WORK TO COMPLETE: Copy every line of the records, instructions included, from the start through the line holding "83 1 L 82 8", inclusive, adding -33 to each coordinate in the answer outlines. Leave out the pictures.

PROVIDED DATA:
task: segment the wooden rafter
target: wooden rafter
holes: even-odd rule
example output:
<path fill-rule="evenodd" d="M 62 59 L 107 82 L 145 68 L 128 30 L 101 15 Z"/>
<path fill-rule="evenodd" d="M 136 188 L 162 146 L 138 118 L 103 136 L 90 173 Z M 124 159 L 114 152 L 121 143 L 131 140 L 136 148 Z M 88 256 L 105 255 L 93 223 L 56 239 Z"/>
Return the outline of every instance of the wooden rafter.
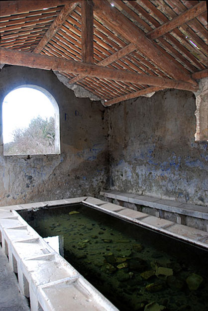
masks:
<path fill-rule="evenodd" d="M 47 43 L 60 29 L 69 14 L 75 8 L 78 4 L 78 2 L 72 2 L 65 5 L 34 50 L 34 53 L 40 53 L 42 51 Z"/>
<path fill-rule="evenodd" d="M 164 88 L 159 88 L 158 87 L 150 87 L 150 88 L 146 88 L 141 90 L 140 91 L 137 91 L 137 92 L 132 92 L 129 93 L 123 96 L 120 96 L 119 97 L 116 97 L 112 100 L 107 101 L 104 103 L 105 106 L 111 106 L 111 105 L 116 104 L 117 103 L 120 103 L 122 101 L 126 101 L 127 100 L 130 100 L 132 98 L 135 98 L 139 96 L 143 96 L 146 94 L 152 93 L 153 92 L 157 92 L 161 90 L 164 90 Z"/>
<path fill-rule="evenodd" d="M 171 88 L 196 91 L 198 84 L 140 74 L 125 70 L 118 70 L 86 63 L 80 63 L 59 57 L 47 56 L 27 52 L 0 48 L 1 62 L 47 70 L 56 70 L 75 74 L 87 74 L 115 81 L 127 81 L 143 85 L 154 85 L 163 88 Z"/>
<path fill-rule="evenodd" d="M 83 1 L 82 8 L 82 58 L 84 63 L 94 63 L 93 2 Z"/>
<path fill-rule="evenodd" d="M 208 77 L 208 69 L 207 68 L 204 70 L 195 72 L 194 74 L 192 74 L 192 77 L 193 79 L 198 80 L 203 78 L 207 78 Z"/>
<path fill-rule="evenodd" d="M 124 48 L 120 49 L 120 50 L 119 50 L 117 52 L 115 52 L 111 55 L 108 56 L 103 60 L 99 62 L 97 64 L 97 65 L 102 66 L 107 66 L 108 65 L 111 64 L 112 63 L 113 63 L 114 62 L 116 62 L 120 58 L 123 57 L 125 55 L 131 53 L 132 52 L 133 52 L 133 51 L 135 51 L 135 50 L 136 50 L 136 49 L 137 48 L 134 45 L 134 44 L 133 44 L 133 43 L 130 43 L 130 44 L 128 44 L 126 46 L 125 46 Z M 84 79 L 86 77 L 87 77 L 87 76 L 86 76 L 86 75 L 79 75 L 79 76 L 77 76 L 77 77 L 75 77 L 75 78 L 72 79 L 70 81 L 69 81 L 69 83 L 70 84 L 76 83 L 78 81 L 80 81 L 83 79 Z"/>
<path fill-rule="evenodd" d="M 150 31 L 146 35 L 152 40 L 159 38 L 177 27 L 179 27 L 191 19 L 197 17 L 201 14 L 206 12 L 207 9 L 206 2 L 201 1 L 179 16 L 172 18 L 171 20 L 161 25 L 154 30 Z"/>
<path fill-rule="evenodd" d="M 157 47 L 147 38 L 125 16 L 116 11 L 109 3 L 103 0 L 94 1 L 94 10 L 104 23 L 114 29 L 126 40 L 135 44 L 143 54 L 159 68 L 162 68 L 171 77 L 177 80 L 195 82 L 174 63 L 170 62 Z"/>
<path fill-rule="evenodd" d="M 77 2 L 77 0 L 19 0 L 18 1 L 0 1 L 0 16 L 25 13 L 29 11 L 42 9 L 46 7 L 65 5 Z"/>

THE OUTPUT:
task: segment the wooden rafter
target: wooden rafter
holes: even-odd rule
example output:
<path fill-rule="evenodd" d="M 62 59 L 107 82 L 145 68 L 128 30 L 101 15 Z"/>
<path fill-rule="evenodd" d="M 136 188 L 162 146 L 138 118 L 103 136 L 90 173 Z M 124 159 L 114 152 L 121 143 L 131 140 L 136 148 Z M 88 256 L 105 255 L 93 223 L 56 239 Z"/>
Return the outline of every instance of the wooden rafter.
masks:
<path fill-rule="evenodd" d="M 14 10 L 27 -4 L 36 -19 L 42 -25 L 45 -29 L 45 -31 L 39 -31 L 32 -28 L 1 17 L 1 20 L 7 20 L 9 18 Z"/>
<path fill-rule="evenodd" d="M 131 55 L 126 55 L 125 54 L 117 54 L 117 55 L 113 55 L 108 57 L 107 58 L 104 58 L 104 59 L 99 59 L 96 60 L 90 63 L 87 63 L 86 64 L 83 64 L 79 67 L 74 68 L 71 70 L 72 73 L 78 73 L 78 72 L 83 71 L 84 70 L 87 70 L 89 68 L 93 68 L 94 67 L 97 67 L 99 65 L 102 65 L 106 63 L 110 63 L 113 61 L 119 60 L 120 59 L 124 59 L 128 57 L 131 57 Z"/>
<path fill-rule="evenodd" d="M 138 55 L 163 58 L 165 51 L 107 41 L 92 37 L 85 37 L 53 30 L 47 30 L 26 24 L 14 23 L -6 19 L -33 15 L -32 29 L 14 37 L 23 37 L 42 41 L 54 41 L 82 48 L 94 48 L 110 52 L 121 52 L 130 55 Z"/>
<path fill-rule="evenodd" d="M 50 -32 L 49 -25 L 49 25 L 51 30 L 61 30 L 60 -31 Z"/>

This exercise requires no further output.